Picture region annotation data =>
......

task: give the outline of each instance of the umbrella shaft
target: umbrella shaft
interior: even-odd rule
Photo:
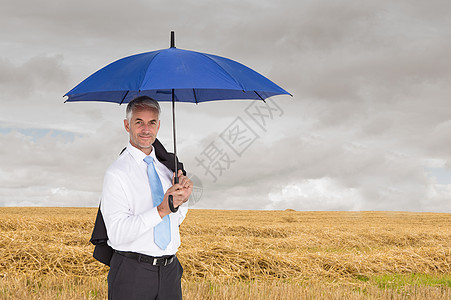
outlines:
[[[178,164],[177,164],[177,138],[176,138],[176,130],[175,130],[175,95],[174,89],[172,89],[172,135],[174,138],[174,183],[179,183],[178,178]]]

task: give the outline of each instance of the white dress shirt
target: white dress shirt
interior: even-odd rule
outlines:
[[[154,149],[150,155],[166,193],[172,186],[173,172],[158,161]],[[144,152],[129,143],[106,171],[100,209],[108,233],[108,245],[119,251],[151,256],[172,255],[180,246],[179,225],[188,208],[185,203],[176,213],[169,214],[171,242],[165,250],[160,249],[154,242],[153,228],[162,218],[157,207],[153,206],[145,157]]]

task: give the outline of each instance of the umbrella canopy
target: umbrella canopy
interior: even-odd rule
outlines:
[[[287,91],[228,58],[171,47],[119,59],[70,90],[67,102],[264,100]]]

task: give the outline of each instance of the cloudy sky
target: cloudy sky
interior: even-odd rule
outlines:
[[[449,1],[0,1],[0,206],[98,205],[125,106],[63,95],[174,30],[293,94],[177,106],[192,207],[451,212]]]

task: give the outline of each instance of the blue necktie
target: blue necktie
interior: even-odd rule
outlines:
[[[149,177],[150,190],[154,207],[160,205],[164,198],[163,185],[158,177],[152,156],[146,156],[144,161],[147,163],[147,176]],[[171,223],[169,215],[164,216],[161,223],[154,227],[153,231],[155,244],[161,249],[166,249],[171,241]]]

......

Set exercise => Reproduce every line of the records above verbatim, from the first task line through the final outline, but omit the picture itself.

Full solution =>
task: give the outline of each instance of the umbrella shaft
target: umbrella shaft
interior: even-odd rule
Photo:
outlines:
[[[178,164],[177,164],[177,138],[176,138],[176,130],[175,130],[175,95],[174,89],[172,89],[172,135],[174,138],[174,183],[179,183],[178,178]]]

task: give the outline of each instance of the white dress shirt
target: white dress shirt
interior: even-odd rule
outlines:
[[[154,149],[150,155],[166,193],[172,186],[173,172],[158,161]],[[144,152],[129,143],[106,171],[100,209],[108,233],[108,245],[119,251],[151,256],[172,255],[180,246],[179,225],[188,208],[185,203],[176,213],[169,214],[171,242],[165,250],[160,249],[154,242],[153,228],[162,218],[157,207],[153,206],[145,157]]]

task: give the outline of each instance of the umbrella canopy
target: umbrella canopy
interior: even-odd rule
outlines:
[[[287,91],[228,58],[171,47],[119,59],[70,90],[67,102],[264,100]]]

task: give the outline of each instance of the cloudy sky
target: cloudy sky
interior: even-odd rule
outlines:
[[[449,1],[0,1],[0,206],[98,205],[125,106],[63,95],[174,30],[293,94],[177,106],[192,207],[451,212]]]

task: give the outline of each instance of the blue necktie
target: blue necktie
interior: even-odd rule
outlines:
[[[149,177],[150,190],[154,207],[160,205],[164,198],[163,185],[158,177],[152,156],[146,156],[144,161],[147,163],[147,176]],[[171,223],[169,215],[164,216],[161,223],[154,227],[153,231],[155,244],[161,249],[166,249],[171,241]]]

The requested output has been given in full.